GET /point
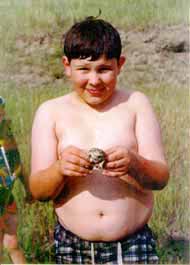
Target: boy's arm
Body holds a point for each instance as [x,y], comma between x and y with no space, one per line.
[45,175]
[48,173]
[148,167]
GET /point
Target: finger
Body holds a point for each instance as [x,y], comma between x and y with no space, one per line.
[113,174]
[114,156]
[73,173]
[120,169]
[110,150]
[81,153]
[76,168]
[75,151]
[78,161]
[116,164]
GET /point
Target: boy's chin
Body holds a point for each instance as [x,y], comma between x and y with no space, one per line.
[95,101]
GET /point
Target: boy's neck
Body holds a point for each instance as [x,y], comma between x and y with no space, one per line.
[106,105]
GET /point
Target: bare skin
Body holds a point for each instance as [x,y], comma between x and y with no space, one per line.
[98,205]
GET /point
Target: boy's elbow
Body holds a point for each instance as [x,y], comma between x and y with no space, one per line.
[35,190]
[164,178]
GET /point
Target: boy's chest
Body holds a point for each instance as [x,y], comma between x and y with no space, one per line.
[103,131]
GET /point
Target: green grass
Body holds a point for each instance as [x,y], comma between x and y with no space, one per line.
[20,19]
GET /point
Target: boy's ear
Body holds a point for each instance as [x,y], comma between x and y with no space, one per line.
[121,62]
[66,65]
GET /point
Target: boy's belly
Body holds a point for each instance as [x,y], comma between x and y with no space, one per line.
[100,208]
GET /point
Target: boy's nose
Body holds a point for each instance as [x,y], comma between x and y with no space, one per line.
[94,79]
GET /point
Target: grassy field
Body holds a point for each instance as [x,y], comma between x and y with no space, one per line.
[170,220]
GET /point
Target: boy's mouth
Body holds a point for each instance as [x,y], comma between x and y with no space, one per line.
[94,92]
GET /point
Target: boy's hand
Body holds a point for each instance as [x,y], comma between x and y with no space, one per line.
[74,162]
[118,161]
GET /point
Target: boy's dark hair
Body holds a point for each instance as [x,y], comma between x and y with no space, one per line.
[93,38]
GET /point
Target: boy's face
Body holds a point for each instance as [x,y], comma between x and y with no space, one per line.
[93,81]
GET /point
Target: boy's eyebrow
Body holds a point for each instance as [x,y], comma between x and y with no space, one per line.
[88,64]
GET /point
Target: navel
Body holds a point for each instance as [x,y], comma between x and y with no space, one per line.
[101,214]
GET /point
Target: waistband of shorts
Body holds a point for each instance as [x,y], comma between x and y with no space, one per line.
[142,229]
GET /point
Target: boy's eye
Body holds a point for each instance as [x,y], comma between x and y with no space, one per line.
[83,69]
[105,69]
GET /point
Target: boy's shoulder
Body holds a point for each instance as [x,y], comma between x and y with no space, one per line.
[55,103]
[133,96]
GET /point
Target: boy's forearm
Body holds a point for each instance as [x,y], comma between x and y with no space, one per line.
[46,184]
[149,174]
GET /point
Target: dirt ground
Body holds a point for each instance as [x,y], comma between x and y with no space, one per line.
[157,55]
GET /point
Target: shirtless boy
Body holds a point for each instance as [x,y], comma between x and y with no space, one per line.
[9,165]
[102,213]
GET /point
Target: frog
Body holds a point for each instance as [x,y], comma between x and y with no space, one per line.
[97,158]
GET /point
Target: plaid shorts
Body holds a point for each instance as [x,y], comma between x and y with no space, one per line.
[136,248]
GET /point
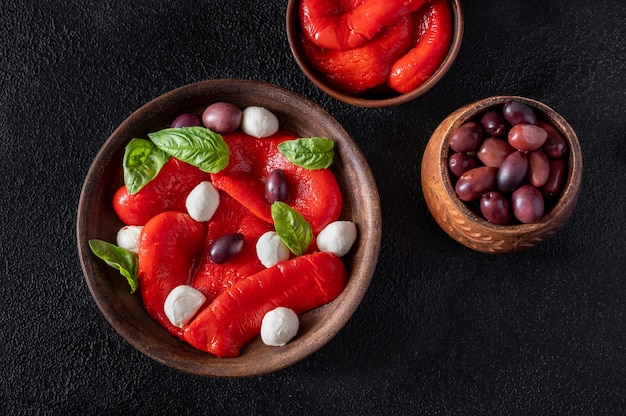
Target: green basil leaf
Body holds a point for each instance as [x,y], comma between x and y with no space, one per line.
[142,162]
[196,145]
[119,258]
[310,153]
[292,228]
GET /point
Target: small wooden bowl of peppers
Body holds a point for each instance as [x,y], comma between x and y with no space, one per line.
[125,311]
[377,54]
[512,188]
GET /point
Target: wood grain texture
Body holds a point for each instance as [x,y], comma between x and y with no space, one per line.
[458,221]
[96,219]
[376,99]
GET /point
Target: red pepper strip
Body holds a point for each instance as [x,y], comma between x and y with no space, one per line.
[313,193]
[347,24]
[358,70]
[169,246]
[231,217]
[234,318]
[421,62]
[166,192]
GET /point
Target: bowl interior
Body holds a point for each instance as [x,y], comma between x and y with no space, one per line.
[96,219]
[372,99]
[569,194]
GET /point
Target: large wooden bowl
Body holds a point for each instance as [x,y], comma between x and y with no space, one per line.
[378,99]
[96,219]
[465,226]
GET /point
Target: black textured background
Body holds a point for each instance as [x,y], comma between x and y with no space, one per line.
[443,330]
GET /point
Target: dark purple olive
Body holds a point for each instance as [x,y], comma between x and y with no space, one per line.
[493,151]
[512,171]
[495,208]
[459,163]
[527,204]
[556,178]
[467,137]
[527,137]
[493,123]
[555,145]
[475,182]
[226,246]
[222,117]
[538,168]
[276,186]
[186,120]
[516,112]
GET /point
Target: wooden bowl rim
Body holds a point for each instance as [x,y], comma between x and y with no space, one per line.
[293,27]
[570,192]
[193,361]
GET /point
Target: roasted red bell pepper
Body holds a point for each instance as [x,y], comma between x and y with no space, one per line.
[347,24]
[166,192]
[169,246]
[313,193]
[231,217]
[357,70]
[421,62]
[234,318]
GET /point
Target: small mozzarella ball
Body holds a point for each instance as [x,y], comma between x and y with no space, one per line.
[259,122]
[279,326]
[271,250]
[337,237]
[202,201]
[182,303]
[128,237]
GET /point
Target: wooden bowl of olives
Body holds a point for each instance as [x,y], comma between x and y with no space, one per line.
[502,174]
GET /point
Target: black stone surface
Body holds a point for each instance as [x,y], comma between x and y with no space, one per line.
[443,330]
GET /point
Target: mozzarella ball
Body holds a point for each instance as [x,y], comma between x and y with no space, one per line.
[128,237]
[270,249]
[279,326]
[182,303]
[202,201]
[337,237]
[259,122]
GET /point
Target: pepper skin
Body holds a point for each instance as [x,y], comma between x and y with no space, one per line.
[231,217]
[234,318]
[421,62]
[355,71]
[166,192]
[348,24]
[169,246]
[313,193]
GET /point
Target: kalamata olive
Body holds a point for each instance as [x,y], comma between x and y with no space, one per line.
[467,137]
[222,117]
[226,246]
[495,207]
[186,120]
[475,182]
[555,145]
[512,171]
[527,204]
[538,168]
[527,137]
[556,178]
[276,186]
[516,112]
[493,151]
[493,123]
[459,163]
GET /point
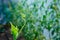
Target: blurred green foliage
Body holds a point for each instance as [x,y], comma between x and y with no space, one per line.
[33,16]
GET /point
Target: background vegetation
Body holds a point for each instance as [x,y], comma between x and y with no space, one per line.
[33,19]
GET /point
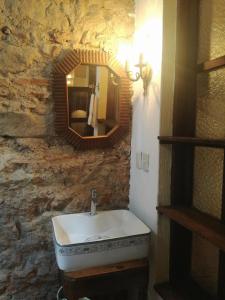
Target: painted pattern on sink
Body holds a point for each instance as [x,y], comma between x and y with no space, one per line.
[83,241]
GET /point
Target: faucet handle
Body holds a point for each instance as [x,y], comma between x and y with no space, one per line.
[93,194]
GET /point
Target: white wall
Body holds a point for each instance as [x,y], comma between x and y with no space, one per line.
[146,125]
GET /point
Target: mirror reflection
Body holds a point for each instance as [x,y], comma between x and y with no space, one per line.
[93,93]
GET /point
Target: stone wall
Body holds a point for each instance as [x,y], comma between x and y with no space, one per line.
[40,174]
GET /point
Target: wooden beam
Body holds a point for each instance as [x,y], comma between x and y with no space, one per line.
[211,65]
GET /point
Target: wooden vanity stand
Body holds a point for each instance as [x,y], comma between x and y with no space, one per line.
[121,281]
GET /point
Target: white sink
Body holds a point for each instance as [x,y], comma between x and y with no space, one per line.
[83,241]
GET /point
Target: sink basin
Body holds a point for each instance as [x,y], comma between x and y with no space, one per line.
[83,241]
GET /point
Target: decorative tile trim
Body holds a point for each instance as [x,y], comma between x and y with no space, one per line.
[101,246]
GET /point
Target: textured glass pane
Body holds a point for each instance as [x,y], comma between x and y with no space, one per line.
[211,105]
[212,28]
[208,176]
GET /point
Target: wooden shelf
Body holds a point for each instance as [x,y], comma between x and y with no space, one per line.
[187,290]
[208,227]
[192,141]
[212,64]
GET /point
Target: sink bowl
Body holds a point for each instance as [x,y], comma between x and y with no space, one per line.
[82,241]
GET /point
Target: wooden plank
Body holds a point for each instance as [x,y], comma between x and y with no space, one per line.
[192,141]
[208,227]
[187,290]
[221,275]
[211,65]
[183,124]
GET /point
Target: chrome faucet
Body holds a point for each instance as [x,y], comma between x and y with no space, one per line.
[93,202]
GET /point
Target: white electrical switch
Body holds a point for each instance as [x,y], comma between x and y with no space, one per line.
[145,162]
[138,160]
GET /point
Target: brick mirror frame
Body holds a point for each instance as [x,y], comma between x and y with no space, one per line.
[91,57]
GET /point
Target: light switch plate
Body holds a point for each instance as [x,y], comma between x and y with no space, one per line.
[138,160]
[145,162]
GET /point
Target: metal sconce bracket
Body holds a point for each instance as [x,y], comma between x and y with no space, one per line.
[145,73]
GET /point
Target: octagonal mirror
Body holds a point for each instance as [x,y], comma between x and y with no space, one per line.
[93,95]
[92,99]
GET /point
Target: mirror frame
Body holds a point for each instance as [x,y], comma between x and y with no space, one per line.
[60,94]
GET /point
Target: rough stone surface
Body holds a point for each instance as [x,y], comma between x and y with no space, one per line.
[40,174]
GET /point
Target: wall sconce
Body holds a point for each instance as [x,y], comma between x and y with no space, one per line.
[145,73]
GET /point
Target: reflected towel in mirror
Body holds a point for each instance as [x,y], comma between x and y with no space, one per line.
[93,110]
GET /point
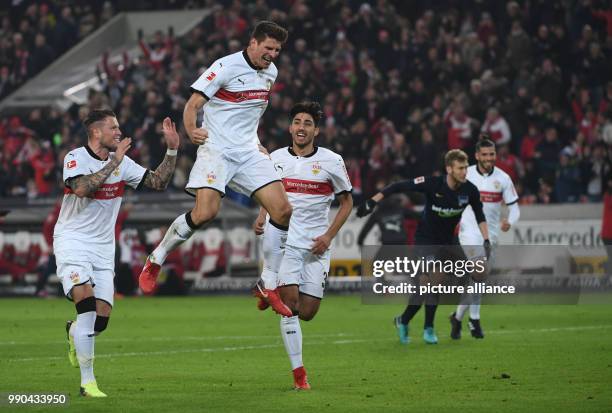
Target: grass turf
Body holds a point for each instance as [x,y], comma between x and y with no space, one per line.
[218,353]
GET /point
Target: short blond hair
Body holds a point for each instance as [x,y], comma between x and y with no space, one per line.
[455,155]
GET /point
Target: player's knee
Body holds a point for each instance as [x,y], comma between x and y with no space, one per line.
[201,216]
[293,305]
[282,214]
[307,316]
[100,324]
[86,305]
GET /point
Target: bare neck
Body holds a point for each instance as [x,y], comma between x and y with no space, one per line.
[452,183]
[305,151]
[100,151]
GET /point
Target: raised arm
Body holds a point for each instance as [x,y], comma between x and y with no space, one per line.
[417,184]
[160,177]
[190,114]
[322,242]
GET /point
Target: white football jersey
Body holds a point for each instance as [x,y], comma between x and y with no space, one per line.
[494,188]
[237,94]
[85,229]
[311,183]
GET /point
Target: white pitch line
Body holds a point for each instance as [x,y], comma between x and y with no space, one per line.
[199,350]
[164,338]
[313,343]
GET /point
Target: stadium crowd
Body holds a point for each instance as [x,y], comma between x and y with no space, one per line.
[400,83]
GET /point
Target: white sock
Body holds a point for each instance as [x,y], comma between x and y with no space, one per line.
[177,233]
[269,278]
[460,312]
[84,344]
[273,250]
[475,307]
[292,337]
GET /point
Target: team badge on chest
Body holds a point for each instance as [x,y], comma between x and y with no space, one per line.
[316,168]
[74,277]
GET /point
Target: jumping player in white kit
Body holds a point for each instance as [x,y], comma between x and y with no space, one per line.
[312,177]
[95,176]
[495,186]
[232,94]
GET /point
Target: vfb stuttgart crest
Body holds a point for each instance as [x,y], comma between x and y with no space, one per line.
[316,168]
[74,277]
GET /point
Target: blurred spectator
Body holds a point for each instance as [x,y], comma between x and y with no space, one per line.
[568,186]
[497,127]
[399,85]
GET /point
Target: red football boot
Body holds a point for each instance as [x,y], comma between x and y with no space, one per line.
[300,381]
[148,277]
[270,298]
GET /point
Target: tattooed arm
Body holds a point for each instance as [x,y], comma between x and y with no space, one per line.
[85,185]
[159,178]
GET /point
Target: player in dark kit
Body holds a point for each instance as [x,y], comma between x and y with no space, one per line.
[446,198]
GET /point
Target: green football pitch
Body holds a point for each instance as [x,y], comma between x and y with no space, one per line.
[219,354]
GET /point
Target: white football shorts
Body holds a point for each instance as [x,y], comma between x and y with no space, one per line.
[302,268]
[243,170]
[75,273]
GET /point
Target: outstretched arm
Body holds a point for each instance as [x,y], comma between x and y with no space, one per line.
[86,185]
[322,243]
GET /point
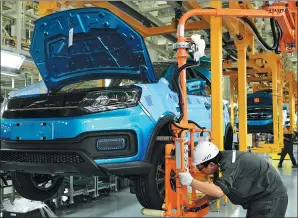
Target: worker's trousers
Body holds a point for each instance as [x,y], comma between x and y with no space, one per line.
[272,208]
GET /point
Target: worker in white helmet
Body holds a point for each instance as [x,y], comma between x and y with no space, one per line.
[247,180]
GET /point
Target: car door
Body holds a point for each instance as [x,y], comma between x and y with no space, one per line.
[199,102]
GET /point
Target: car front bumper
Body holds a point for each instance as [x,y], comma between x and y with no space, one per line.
[75,156]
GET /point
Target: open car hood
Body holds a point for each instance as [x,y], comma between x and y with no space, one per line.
[88,43]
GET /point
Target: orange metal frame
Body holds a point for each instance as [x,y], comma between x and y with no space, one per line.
[175,200]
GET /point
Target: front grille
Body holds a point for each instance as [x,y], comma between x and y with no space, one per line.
[41,157]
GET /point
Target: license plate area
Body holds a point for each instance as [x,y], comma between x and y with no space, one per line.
[32,131]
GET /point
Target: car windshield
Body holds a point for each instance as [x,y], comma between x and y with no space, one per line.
[160,69]
[98,83]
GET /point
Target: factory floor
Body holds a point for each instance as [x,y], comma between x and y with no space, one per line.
[124,204]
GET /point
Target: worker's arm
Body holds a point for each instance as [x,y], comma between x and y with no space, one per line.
[207,188]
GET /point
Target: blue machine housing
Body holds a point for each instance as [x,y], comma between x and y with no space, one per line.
[42,133]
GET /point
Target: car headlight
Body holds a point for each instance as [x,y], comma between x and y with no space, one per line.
[109,100]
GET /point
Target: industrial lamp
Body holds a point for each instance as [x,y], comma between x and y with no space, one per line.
[11,60]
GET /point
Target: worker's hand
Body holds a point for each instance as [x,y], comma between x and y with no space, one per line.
[185,178]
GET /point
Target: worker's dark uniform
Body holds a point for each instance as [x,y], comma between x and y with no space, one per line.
[252,182]
[288,149]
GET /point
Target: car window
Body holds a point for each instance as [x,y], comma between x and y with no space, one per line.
[98,83]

*SHORT EXERCISE:* Copy every line of the rows above that contains the string "sconce".

*CORRECT RESPONSE:*
Target: metal sconce bracket
Target: wall sconce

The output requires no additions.